** begin Stored records **
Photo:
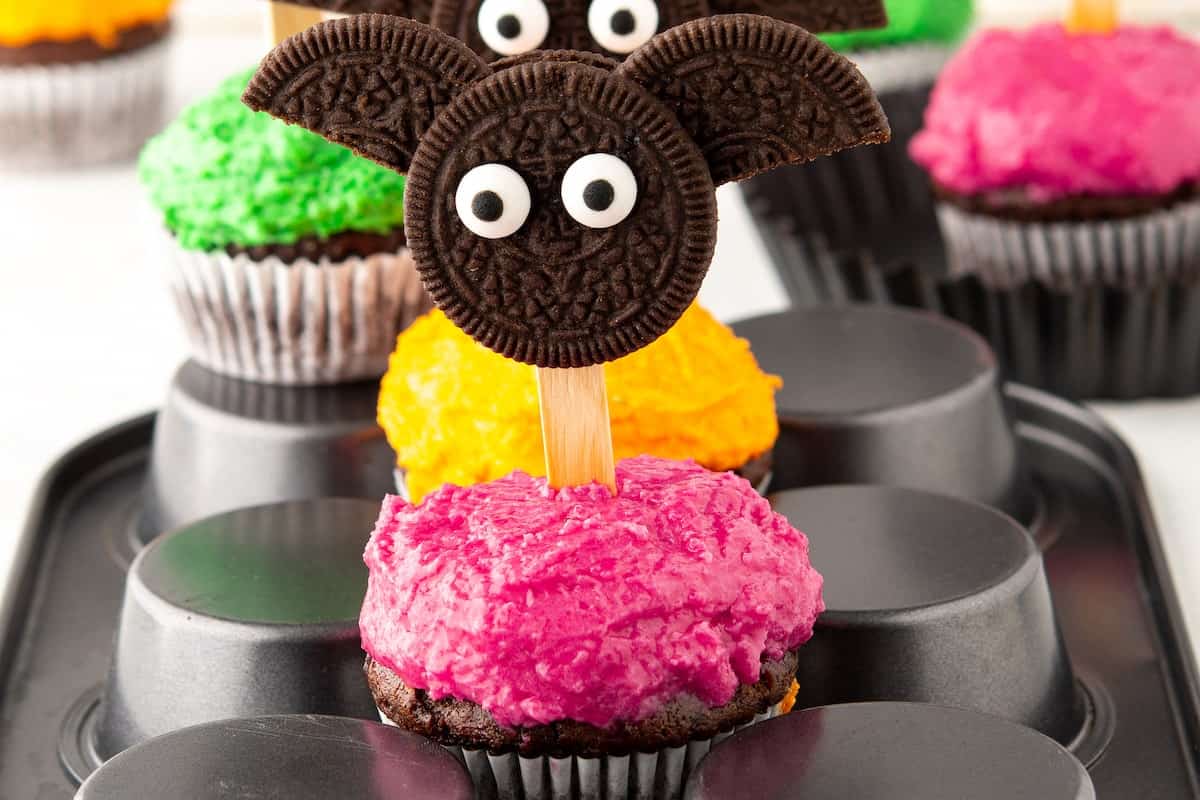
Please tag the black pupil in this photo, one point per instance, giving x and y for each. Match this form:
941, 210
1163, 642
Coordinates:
487, 206
509, 26
623, 23
598, 194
** end Stored records **
=== Exercise brief ===
Rewrite the data above with "black pupil" changed to "dark pupil" and everything else unchanged. Omit the pictures.

=== Result below ===
Photo:
Please tag the dark pupil in this photo, one point per instance, giving x and y for each. Match this form:
941, 210
1163, 642
Coordinates:
487, 206
509, 26
623, 23
598, 194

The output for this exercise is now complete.